:: Extracted entries
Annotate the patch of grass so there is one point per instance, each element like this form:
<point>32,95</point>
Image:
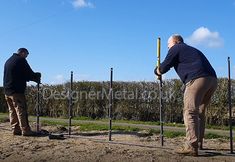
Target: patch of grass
<point>214,136</point>
<point>53,123</point>
<point>171,134</point>
<point>82,118</point>
<point>153,131</point>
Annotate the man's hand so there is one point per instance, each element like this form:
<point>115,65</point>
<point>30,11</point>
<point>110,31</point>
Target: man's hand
<point>157,72</point>
<point>38,77</point>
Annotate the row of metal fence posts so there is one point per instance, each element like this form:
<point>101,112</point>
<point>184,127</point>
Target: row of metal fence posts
<point>111,103</point>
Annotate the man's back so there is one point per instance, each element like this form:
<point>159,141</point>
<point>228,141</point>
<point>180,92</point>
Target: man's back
<point>189,63</point>
<point>15,71</point>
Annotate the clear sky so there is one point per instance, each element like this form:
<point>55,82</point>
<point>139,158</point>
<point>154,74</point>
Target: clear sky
<point>91,36</point>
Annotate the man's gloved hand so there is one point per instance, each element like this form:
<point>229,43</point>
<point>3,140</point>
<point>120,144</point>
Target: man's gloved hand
<point>38,77</point>
<point>157,72</point>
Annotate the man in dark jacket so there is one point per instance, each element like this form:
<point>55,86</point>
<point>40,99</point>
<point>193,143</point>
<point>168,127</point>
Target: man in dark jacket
<point>200,79</point>
<point>16,73</point>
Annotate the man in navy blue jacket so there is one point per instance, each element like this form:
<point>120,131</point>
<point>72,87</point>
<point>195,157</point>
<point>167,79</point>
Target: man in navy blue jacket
<point>200,79</point>
<point>16,73</point>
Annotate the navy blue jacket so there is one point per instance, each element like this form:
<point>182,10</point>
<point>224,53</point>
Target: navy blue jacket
<point>188,62</point>
<point>16,73</point>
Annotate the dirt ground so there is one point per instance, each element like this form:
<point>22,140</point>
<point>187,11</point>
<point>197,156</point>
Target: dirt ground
<point>96,148</point>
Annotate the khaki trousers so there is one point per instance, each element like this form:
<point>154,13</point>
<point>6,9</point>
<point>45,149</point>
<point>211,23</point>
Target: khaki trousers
<point>18,113</point>
<point>197,96</point>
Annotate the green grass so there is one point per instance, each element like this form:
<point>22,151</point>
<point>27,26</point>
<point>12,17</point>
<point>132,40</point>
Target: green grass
<point>172,134</point>
<point>103,127</point>
<point>214,136</point>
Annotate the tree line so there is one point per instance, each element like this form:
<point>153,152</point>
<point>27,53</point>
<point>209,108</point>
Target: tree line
<point>132,101</point>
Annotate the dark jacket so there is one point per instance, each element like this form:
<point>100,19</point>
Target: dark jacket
<point>188,62</point>
<point>16,73</point>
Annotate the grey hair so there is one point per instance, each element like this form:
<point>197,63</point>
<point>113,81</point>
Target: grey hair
<point>177,38</point>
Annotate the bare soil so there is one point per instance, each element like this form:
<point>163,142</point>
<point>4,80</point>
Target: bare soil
<point>125,147</point>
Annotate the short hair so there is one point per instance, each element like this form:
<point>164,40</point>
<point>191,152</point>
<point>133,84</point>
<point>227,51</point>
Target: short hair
<point>20,50</point>
<point>177,38</point>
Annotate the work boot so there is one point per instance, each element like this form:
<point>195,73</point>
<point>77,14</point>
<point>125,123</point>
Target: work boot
<point>200,146</point>
<point>30,133</point>
<point>17,133</point>
<point>188,151</point>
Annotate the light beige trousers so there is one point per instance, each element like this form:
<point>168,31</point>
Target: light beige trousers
<point>18,113</point>
<point>197,96</point>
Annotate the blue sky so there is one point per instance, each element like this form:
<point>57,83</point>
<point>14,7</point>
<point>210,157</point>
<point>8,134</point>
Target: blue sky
<point>91,36</point>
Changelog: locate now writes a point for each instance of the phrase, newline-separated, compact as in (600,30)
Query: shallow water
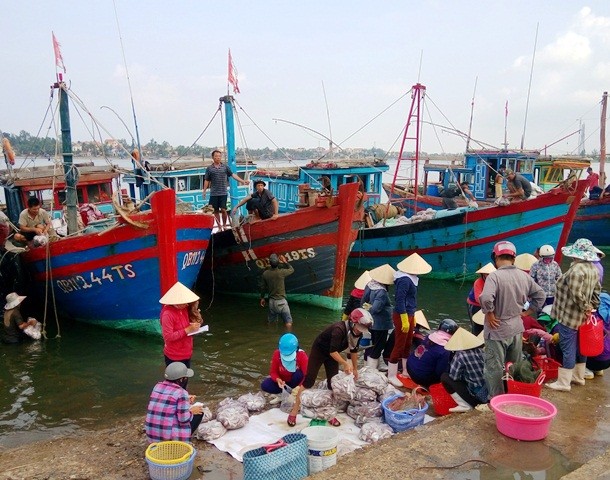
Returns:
(92,377)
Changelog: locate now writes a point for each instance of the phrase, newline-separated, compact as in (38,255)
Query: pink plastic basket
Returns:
(522,428)
(441,400)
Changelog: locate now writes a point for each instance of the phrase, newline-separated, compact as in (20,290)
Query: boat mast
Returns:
(418,91)
(70,172)
(231,161)
(602,140)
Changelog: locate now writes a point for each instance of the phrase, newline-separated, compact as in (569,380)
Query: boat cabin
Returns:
(296,187)
(48,184)
(184,177)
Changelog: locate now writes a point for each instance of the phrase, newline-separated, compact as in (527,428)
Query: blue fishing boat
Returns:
(315,239)
(458,242)
(115,275)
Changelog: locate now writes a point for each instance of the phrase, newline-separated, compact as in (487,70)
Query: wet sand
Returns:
(578,447)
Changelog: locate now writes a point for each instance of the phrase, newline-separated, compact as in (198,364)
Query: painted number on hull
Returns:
(302,254)
(192,258)
(93,278)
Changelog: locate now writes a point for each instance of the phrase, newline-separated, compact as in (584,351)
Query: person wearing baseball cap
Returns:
(261,203)
(505,293)
(171,414)
(326,350)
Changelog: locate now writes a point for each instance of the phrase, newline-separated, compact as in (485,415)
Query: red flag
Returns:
(59,61)
(233,74)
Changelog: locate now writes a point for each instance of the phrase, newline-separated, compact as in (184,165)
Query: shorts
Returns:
(279,307)
(219,202)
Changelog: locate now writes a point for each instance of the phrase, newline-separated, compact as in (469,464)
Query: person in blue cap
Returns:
(288,366)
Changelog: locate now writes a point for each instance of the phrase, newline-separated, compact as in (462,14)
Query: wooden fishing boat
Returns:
(316,240)
(114,276)
(458,242)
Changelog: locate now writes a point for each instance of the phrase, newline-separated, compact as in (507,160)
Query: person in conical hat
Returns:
(176,324)
(355,296)
(405,303)
(377,298)
(465,381)
(545,272)
(472,301)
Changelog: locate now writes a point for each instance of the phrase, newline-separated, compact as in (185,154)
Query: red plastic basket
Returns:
(549,366)
(441,400)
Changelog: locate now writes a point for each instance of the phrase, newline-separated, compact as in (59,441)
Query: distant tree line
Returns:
(26,145)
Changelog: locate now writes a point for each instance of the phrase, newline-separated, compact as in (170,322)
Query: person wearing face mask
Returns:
(546,272)
(326,350)
(171,414)
(176,324)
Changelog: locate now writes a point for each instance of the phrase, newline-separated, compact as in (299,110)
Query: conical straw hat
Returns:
(178,295)
(383,274)
(362,280)
(525,261)
(420,319)
(479,318)
(487,268)
(415,265)
(462,339)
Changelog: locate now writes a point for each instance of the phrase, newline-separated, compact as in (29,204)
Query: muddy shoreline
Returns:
(579,439)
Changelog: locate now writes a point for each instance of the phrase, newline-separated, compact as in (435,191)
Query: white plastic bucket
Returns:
(322,447)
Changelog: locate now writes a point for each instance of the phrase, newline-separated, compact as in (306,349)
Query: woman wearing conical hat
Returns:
(377,298)
(406,280)
(472,301)
(176,325)
(465,381)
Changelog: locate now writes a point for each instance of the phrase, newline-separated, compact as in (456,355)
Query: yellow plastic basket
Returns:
(169,453)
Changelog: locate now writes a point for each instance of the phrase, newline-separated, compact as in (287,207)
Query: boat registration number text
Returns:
(294,255)
(93,278)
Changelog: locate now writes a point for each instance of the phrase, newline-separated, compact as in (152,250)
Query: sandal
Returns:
(334,422)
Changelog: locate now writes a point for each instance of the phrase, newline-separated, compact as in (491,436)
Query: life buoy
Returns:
(9,154)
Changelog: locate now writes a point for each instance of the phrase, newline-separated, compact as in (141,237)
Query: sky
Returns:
(331,66)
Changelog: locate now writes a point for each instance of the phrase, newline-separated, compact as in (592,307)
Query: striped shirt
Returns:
(168,416)
(577,290)
(218,176)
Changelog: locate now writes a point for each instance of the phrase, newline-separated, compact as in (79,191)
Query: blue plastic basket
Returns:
(178,471)
(403,419)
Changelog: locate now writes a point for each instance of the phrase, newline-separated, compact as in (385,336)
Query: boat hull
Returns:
(315,240)
(115,278)
(592,221)
(459,244)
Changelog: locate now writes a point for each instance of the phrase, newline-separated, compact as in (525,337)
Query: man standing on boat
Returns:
(261,202)
(217,175)
(518,186)
(34,220)
(272,283)
(504,295)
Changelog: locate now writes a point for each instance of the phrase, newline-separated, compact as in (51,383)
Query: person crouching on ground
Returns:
(13,327)
(288,366)
(465,381)
(176,324)
(170,414)
(355,296)
(430,359)
(577,295)
(505,293)
(405,303)
(326,350)
(472,301)
(377,298)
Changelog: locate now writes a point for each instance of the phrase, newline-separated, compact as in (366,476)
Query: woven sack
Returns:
(284,463)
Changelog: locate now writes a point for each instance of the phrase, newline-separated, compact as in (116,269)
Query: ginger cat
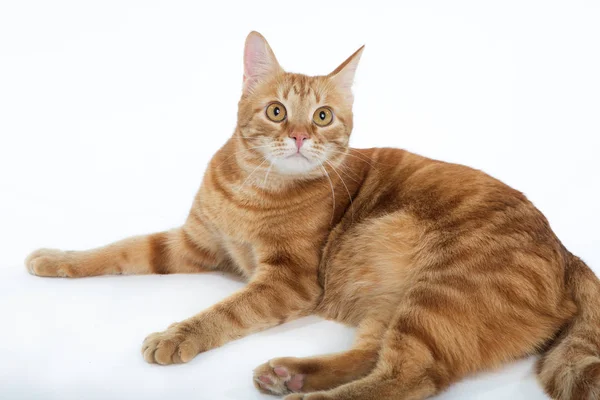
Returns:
(444,270)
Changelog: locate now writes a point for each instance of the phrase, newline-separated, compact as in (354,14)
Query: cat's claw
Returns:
(174,346)
(278,380)
(50,262)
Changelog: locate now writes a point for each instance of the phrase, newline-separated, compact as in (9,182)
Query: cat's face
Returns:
(295,123)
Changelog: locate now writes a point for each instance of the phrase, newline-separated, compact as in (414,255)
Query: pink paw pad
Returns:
(296,382)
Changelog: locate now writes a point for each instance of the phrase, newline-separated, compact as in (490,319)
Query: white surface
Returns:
(109,112)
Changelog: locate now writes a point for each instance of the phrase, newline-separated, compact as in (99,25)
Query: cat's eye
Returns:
(276,112)
(323,116)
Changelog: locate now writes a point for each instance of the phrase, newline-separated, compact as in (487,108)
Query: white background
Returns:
(110,111)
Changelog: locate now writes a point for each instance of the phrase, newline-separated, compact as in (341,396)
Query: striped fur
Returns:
(444,270)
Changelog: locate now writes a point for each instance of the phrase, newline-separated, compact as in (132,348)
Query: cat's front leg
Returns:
(182,250)
(282,290)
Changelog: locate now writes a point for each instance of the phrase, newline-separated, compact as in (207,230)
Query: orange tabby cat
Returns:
(444,270)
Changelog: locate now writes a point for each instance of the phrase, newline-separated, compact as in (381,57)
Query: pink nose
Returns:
(299,137)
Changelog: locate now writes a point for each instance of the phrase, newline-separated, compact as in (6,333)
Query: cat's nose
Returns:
(299,137)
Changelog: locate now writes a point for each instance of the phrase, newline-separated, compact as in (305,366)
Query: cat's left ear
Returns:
(343,76)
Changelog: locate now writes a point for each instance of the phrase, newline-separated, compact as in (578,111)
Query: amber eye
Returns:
(276,112)
(323,116)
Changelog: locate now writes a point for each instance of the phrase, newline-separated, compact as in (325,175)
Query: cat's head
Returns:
(295,123)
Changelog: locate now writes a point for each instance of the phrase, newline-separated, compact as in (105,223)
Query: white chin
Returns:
(294,165)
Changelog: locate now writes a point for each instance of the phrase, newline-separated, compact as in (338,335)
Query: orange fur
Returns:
(444,270)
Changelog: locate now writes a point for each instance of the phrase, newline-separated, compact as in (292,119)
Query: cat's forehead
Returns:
(302,89)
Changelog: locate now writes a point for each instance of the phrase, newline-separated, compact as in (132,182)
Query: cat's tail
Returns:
(570,368)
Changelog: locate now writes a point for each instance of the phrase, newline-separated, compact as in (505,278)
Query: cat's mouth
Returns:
(298,155)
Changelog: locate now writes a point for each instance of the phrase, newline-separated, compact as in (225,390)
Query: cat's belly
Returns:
(368,269)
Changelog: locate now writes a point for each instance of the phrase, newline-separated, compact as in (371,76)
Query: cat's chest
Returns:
(242,254)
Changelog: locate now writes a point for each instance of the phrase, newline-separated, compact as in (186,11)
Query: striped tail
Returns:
(570,368)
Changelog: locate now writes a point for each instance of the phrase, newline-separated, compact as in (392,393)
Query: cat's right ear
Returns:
(259,61)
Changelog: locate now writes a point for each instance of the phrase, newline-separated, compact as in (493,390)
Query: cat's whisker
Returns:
(332,192)
(344,169)
(267,174)
(253,171)
(240,151)
(346,187)
(347,153)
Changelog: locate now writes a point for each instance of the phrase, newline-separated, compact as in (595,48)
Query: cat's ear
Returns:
(343,76)
(259,61)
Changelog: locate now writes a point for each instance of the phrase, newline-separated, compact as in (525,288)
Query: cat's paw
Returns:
(50,262)
(276,378)
(178,344)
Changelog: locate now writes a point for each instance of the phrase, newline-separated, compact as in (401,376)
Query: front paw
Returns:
(274,377)
(50,262)
(178,344)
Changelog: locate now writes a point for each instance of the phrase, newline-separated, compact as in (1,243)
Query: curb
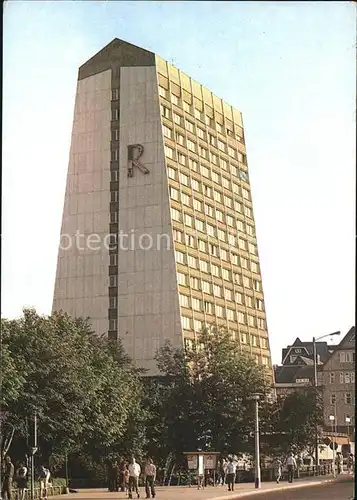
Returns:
(270,490)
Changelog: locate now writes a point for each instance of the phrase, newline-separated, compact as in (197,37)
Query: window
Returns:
(230,314)
(165,111)
(193,164)
(348,398)
(202,245)
(178,235)
(114,196)
(181,279)
(181,159)
(191,145)
(206,286)
(114,217)
(213,250)
(208,210)
(214,270)
(195,185)
(168,132)
(180,139)
(186,200)
(197,325)
(196,304)
(208,307)
(113,281)
(184,301)
(177,119)
(188,220)
(189,125)
(226,274)
(174,194)
(219,311)
(114,175)
(199,225)
(115,135)
(113,324)
(172,173)
(184,179)
(180,257)
(186,322)
(197,205)
(169,152)
(204,171)
(228,201)
(174,99)
(113,302)
(203,152)
(176,215)
(190,240)
(241,318)
(201,133)
(114,155)
(204,266)
(195,283)
(163,92)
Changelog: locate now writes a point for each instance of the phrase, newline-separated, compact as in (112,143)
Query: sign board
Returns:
(192,462)
(210,462)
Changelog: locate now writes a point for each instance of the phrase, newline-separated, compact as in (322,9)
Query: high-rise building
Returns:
(158,234)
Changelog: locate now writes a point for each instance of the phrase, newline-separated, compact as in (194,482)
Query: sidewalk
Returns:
(192,493)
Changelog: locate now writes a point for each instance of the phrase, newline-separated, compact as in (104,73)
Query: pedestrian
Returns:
(150,477)
(134,474)
(291,466)
(350,463)
(22,481)
(339,462)
(44,480)
(231,474)
(7,479)
(278,469)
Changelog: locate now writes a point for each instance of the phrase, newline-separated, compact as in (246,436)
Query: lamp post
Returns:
(256,398)
(333,425)
(314,340)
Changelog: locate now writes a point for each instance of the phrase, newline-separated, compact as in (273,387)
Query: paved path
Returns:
(209,493)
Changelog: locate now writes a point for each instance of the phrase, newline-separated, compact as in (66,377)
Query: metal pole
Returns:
(257,454)
(316,430)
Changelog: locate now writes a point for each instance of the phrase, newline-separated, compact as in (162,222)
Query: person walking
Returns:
(278,469)
(231,474)
(150,477)
(134,474)
(6,488)
(22,481)
(291,466)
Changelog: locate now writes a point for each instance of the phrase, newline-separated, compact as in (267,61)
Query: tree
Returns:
(84,389)
(206,401)
(290,421)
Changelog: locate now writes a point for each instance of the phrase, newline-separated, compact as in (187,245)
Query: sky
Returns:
(288,66)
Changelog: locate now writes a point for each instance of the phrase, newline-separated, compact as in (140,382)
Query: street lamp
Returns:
(314,340)
(333,423)
(256,398)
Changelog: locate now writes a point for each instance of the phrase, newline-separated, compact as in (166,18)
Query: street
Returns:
(342,490)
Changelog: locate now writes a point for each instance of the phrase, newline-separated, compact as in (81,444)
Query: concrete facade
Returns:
(185,253)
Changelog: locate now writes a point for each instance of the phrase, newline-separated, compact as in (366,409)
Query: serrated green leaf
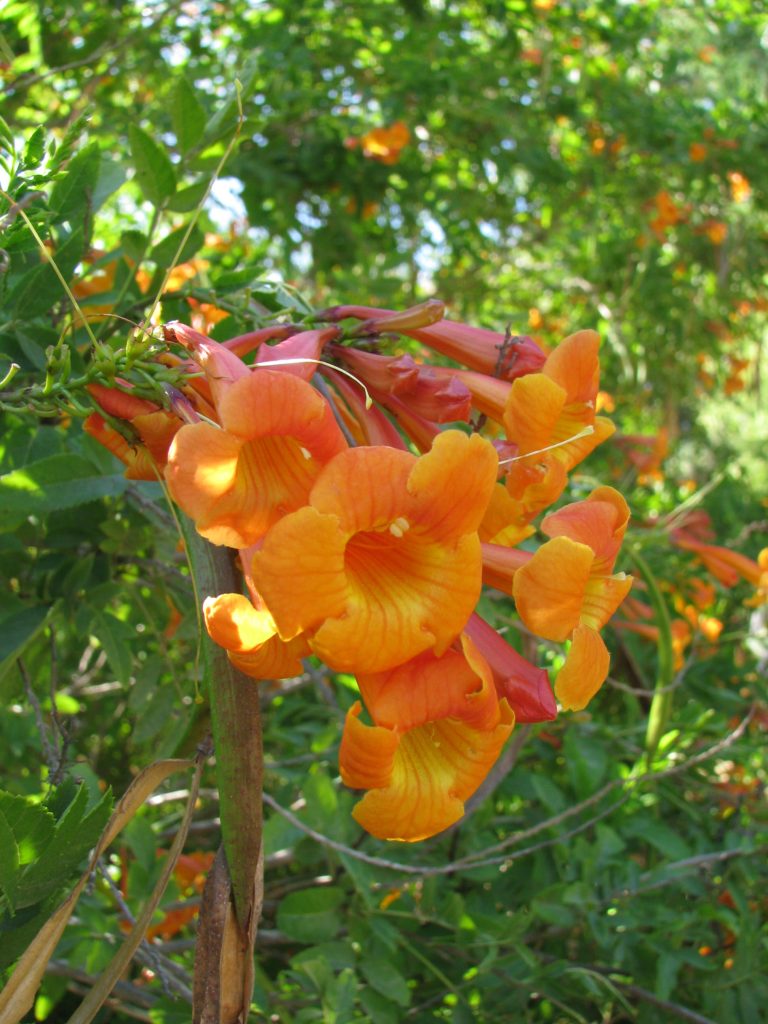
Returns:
(165,252)
(310,914)
(133,244)
(31,823)
(35,147)
(73,193)
(111,176)
(75,835)
(56,482)
(8,861)
(155,174)
(187,115)
(188,199)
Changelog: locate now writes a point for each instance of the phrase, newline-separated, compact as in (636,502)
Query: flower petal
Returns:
(458,464)
(424,780)
(585,670)
(534,408)
(299,570)
(599,521)
(549,591)
(250,639)
(459,685)
(602,597)
(238,481)
(525,688)
(574,366)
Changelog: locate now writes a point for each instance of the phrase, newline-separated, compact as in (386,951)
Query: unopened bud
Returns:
(424,314)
::::
### Task to complete
Copy down each line in the entries that has the word "orange".

### Output below
Query: orange tabby cat
Query: orange fur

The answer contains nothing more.